Saved entries:
========================================================================

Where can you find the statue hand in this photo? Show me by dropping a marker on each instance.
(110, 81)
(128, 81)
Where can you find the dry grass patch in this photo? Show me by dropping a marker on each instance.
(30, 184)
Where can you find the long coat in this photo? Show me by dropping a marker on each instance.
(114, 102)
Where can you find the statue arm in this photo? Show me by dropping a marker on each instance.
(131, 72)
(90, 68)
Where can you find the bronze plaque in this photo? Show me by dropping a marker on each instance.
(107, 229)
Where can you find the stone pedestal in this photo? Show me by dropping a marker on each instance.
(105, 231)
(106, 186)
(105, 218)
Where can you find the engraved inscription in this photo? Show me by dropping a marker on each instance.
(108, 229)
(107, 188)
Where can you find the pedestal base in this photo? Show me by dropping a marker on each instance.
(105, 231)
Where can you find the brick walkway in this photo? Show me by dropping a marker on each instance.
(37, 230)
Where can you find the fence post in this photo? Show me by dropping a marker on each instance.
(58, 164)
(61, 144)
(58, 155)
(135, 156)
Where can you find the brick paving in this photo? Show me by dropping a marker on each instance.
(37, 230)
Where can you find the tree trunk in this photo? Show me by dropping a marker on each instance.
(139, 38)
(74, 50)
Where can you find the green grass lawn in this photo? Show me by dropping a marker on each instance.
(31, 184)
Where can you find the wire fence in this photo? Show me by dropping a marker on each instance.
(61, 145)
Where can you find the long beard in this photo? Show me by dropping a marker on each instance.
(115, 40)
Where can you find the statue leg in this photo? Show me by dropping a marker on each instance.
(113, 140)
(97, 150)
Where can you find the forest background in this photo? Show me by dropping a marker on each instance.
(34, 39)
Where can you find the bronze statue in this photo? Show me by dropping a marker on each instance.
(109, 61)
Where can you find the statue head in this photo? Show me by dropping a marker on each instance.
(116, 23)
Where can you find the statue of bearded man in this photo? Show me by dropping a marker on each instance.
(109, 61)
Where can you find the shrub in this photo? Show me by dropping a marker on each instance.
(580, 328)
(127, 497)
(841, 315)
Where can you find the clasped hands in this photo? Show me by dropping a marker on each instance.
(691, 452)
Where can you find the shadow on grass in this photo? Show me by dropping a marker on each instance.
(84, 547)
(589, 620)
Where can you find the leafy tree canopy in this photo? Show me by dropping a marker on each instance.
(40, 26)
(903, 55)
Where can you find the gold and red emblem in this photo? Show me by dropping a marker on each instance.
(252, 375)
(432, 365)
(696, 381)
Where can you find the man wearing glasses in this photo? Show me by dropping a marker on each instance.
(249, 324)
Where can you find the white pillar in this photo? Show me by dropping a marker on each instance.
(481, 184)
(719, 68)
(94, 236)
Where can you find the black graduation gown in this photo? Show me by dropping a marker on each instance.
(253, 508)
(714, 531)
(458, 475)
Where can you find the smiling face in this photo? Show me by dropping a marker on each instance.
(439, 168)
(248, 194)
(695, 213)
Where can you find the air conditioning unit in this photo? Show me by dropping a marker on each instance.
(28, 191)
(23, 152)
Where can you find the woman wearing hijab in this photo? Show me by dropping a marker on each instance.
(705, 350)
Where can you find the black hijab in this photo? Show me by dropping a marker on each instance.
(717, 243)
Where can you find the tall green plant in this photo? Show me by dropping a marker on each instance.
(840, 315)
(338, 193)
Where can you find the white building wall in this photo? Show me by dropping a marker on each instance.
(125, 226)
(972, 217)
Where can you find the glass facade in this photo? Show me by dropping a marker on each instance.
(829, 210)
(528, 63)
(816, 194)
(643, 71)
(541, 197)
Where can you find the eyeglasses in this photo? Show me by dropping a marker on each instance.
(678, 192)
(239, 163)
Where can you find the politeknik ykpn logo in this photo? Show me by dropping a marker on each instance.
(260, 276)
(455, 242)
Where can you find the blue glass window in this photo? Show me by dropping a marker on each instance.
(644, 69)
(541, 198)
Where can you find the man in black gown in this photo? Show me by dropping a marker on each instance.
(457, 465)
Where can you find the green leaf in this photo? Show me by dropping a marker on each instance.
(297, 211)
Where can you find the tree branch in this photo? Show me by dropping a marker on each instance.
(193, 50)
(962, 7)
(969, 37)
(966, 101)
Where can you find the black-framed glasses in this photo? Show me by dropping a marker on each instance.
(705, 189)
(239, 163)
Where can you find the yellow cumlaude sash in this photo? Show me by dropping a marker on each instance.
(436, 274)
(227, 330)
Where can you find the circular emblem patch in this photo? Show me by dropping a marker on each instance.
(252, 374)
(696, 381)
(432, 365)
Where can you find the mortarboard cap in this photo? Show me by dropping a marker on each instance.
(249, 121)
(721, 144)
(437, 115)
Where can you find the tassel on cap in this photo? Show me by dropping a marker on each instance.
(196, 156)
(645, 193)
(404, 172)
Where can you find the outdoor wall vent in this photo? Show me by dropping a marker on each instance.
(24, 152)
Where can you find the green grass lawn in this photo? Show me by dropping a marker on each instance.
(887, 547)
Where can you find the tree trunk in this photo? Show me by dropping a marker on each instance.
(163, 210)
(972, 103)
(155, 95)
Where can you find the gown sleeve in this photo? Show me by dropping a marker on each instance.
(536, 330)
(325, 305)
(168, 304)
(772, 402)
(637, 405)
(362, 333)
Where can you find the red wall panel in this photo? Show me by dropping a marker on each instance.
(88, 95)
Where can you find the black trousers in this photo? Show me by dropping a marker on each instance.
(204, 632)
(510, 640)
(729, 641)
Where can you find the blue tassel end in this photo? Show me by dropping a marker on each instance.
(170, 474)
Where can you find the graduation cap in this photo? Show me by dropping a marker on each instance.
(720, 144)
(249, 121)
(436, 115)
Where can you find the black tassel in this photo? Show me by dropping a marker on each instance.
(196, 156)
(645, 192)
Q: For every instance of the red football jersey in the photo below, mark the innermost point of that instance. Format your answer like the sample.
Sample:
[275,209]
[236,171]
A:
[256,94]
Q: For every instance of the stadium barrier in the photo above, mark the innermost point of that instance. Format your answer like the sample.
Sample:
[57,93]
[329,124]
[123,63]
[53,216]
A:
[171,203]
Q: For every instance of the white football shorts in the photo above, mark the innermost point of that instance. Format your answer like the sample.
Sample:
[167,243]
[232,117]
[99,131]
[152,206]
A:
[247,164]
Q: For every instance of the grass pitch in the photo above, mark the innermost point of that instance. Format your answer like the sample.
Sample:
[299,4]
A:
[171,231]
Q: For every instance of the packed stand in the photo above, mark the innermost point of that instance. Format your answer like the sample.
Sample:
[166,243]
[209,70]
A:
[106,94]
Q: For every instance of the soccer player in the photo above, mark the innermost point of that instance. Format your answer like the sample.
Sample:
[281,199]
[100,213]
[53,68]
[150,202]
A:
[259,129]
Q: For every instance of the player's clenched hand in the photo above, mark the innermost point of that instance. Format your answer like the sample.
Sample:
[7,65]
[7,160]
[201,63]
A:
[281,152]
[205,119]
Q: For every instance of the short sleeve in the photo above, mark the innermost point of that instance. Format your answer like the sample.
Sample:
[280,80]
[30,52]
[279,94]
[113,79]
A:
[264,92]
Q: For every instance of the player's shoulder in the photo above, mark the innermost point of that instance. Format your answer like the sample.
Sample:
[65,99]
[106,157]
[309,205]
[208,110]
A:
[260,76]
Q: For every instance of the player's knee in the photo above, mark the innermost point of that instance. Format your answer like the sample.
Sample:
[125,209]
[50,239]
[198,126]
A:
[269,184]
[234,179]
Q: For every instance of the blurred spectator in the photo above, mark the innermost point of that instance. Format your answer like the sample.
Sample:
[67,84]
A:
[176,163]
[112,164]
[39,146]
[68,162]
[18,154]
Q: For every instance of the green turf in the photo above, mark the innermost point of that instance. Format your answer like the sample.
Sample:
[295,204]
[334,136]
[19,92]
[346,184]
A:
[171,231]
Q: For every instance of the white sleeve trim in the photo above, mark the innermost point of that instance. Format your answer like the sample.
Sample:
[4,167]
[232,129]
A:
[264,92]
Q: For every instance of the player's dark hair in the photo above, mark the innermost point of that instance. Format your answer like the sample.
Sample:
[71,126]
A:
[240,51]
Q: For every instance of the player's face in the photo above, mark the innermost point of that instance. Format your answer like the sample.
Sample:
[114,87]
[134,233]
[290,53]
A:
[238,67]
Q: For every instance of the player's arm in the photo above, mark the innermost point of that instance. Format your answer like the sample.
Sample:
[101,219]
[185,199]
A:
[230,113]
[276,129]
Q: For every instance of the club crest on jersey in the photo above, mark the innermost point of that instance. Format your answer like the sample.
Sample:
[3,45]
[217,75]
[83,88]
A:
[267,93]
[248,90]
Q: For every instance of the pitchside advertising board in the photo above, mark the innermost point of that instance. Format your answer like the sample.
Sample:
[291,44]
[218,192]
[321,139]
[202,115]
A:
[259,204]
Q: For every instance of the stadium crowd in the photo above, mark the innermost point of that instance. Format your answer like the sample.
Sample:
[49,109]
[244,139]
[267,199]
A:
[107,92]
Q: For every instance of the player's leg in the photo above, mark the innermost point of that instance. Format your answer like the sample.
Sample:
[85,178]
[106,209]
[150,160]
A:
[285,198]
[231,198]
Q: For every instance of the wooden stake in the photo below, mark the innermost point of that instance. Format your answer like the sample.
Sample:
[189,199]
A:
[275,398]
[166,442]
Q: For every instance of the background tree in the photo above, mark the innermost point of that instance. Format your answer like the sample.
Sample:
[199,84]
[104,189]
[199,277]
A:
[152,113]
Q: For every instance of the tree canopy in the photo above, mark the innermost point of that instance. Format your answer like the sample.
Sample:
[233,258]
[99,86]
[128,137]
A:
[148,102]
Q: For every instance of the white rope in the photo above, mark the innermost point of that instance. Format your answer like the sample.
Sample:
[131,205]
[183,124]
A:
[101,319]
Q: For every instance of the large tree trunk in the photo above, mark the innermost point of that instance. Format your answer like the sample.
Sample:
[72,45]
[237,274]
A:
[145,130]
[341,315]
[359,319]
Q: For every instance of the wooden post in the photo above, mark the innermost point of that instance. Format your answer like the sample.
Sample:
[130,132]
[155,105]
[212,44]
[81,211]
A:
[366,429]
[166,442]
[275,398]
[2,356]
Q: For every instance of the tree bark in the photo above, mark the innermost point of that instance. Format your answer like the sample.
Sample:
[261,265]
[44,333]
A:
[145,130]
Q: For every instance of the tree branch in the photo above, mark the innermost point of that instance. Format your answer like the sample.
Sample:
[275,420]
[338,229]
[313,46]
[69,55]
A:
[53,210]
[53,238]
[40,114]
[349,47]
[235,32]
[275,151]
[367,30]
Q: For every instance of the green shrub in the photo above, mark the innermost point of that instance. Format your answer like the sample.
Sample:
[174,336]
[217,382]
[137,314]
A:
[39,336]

========================================================================

◆ **Activity**:
Go through the data and count every line where the word "football" appears. Give only that count.

◆ **Response area**:
2